▸ OBJECTIVE
Reproduce every one of the entries below word for word, leaving out the pictures.

▸ RECORDS FOR THIS TASK
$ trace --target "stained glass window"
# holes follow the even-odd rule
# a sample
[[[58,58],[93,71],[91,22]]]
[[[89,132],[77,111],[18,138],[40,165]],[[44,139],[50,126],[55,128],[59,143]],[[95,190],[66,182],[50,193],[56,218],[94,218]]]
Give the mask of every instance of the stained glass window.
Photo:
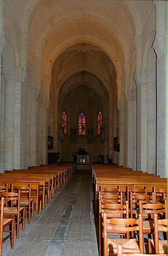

▸ WRITTEN SOLUTION
$ trace --target "stained glass window"
# holes follow the even-odd rule
# a sample
[[[58,58],[93,71],[91,22]]]
[[[89,132],[77,111],[18,138],[40,165]],[[44,139],[50,126],[55,128],[59,143]],[[95,190],[66,182],[50,193],[56,218],[94,218]]]
Give the mask of every instance of the stained glass window.
Photo:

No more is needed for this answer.